▸ Task requirements
For the entries below, repeat exactly each line starting with the one that contains "Annotation guideline: every instance of the textured" and going on through the one that contains "Annotation guideline: every instance of the chocolate chip", and no others.

:: Entries shown ::

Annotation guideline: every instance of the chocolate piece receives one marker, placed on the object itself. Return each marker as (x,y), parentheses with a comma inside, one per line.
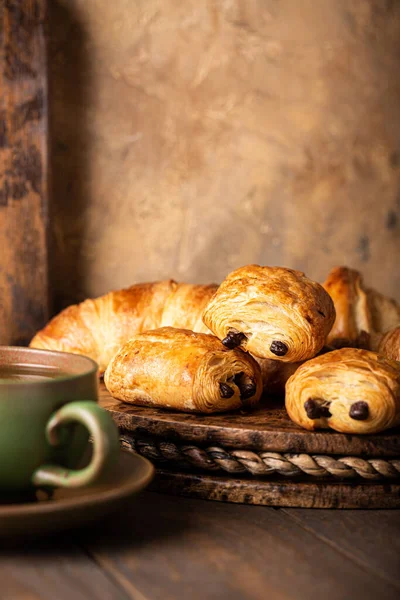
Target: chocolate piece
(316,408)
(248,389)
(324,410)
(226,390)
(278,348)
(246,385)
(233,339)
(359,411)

:::
:: Entries shown ::

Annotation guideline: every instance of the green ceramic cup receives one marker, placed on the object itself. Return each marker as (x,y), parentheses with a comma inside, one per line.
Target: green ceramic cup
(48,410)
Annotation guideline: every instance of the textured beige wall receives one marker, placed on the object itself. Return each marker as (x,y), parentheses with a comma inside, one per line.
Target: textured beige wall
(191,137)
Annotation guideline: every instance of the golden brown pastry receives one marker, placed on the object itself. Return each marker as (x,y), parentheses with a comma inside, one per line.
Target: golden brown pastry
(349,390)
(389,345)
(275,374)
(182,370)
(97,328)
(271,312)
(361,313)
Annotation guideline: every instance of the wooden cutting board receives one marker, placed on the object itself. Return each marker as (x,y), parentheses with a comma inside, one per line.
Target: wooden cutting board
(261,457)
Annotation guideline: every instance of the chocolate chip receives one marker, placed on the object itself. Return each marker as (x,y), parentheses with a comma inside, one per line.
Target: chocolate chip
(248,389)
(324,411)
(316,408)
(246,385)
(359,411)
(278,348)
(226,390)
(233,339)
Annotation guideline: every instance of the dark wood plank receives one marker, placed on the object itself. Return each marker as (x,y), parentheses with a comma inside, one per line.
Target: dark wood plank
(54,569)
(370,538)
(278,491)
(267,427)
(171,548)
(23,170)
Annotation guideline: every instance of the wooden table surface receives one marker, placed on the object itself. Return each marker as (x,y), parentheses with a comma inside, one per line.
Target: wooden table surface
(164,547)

:::
:: Entries shown ::

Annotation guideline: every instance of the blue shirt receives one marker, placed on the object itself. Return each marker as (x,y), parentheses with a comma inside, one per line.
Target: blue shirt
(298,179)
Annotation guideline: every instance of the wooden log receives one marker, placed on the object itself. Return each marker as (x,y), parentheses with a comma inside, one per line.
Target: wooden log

:::

▸ Task result
Annotation guideline: every instance of the textured beige wall receives one marker, placed on the object itself. Return each marker as (x,y), parentheses with a comma inside, one per line.
Target: textured beige wall
(191,137)
Annotation guideline: every instance of the golden brown pastry receives one marker, placed on the object itself. Return each marker as (x,y), parentheses with a comma inside, one per line.
Target: golden brown pastry
(349,390)
(389,345)
(275,374)
(182,370)
(97,328)
(271,312)
(361,313)
Annotation guideline: every instance of the wooden cutting board receives one marker, placed on the object itself. Return each marker as (x,y), parentheses with a comma inside, one per line.
Target: wooden cutting board
(261,457)
Annotation guideline: every instance of the chocolate chip receives one marker, placed on the object itself. Return each marker as (x,y), parentheses with a comma inside, one per line.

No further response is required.